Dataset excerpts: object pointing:
------------------------------------------------

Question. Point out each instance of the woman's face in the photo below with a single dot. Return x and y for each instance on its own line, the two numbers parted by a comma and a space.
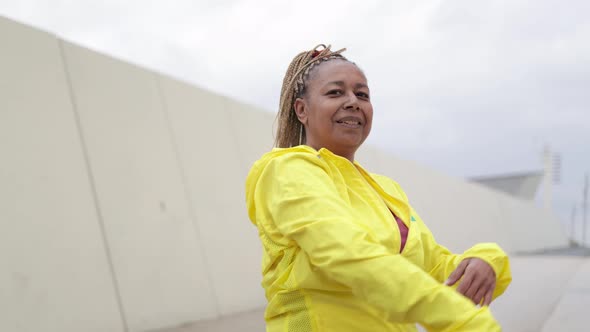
336, 109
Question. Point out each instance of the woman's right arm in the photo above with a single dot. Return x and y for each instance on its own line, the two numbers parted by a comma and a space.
297, 193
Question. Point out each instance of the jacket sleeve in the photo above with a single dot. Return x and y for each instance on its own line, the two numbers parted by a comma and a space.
440, 262
296, 193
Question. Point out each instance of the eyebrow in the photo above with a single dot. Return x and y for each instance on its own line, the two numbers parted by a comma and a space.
341, 83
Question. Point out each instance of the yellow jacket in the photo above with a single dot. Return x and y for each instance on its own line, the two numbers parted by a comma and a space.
332, 257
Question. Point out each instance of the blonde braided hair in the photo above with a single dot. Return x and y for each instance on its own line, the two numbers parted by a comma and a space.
290, 131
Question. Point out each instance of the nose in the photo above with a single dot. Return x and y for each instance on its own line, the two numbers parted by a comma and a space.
352, 102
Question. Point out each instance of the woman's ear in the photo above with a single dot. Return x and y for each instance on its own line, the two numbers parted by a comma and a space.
301, 110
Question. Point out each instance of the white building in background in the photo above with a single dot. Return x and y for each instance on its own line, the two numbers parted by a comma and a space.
520, 185
123, 195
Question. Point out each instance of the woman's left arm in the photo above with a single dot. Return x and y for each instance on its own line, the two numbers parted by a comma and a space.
482, 272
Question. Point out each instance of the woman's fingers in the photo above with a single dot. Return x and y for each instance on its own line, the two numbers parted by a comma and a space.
478, 280
458, 273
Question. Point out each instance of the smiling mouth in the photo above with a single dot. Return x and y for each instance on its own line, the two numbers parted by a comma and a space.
350, 123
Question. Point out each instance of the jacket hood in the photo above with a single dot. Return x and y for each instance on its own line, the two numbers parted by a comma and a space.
259, 167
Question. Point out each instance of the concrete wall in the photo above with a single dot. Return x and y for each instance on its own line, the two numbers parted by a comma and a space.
123, 195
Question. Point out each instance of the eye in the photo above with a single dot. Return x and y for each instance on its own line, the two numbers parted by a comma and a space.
335, 92
363, 95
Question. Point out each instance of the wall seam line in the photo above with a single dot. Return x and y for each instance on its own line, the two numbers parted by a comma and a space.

------------------------------------------------

▸ **Given task**:
Copy the records verbatim, starting at the line that contains "Question. Point out each instance of the smiling" and ending at the final line of the records.

▸ **Complete answer**:
Question. Point out each instance of the smiling mouth in the photo above with a single dot. Return x and y for each instance on its own line, the two numbers parted by a comma and a space.
350, 123
Question. Point out each instance of the jacket hood in the photo above with a single dot. Return x and y for each instance on its own line, the two numbers parted by a comma and a space.
259, 167
Question. Point out each instance of the concrete wall in the photo above with a single dot. Return x and y for each instance on its own line, the two numbers parted by a comma and a space.
123, 195
Question. Point out each instance of the eye in the photo above with a single dot. Return x and y for each instance on its own line, the two numbers parted by a comma and a space.
335, 92
363, 95
Question. Point out each instance of the wall seam line in the photo above with a single dot. Return x and y for each instance on its own line, the two numbers parted by a comma and a space.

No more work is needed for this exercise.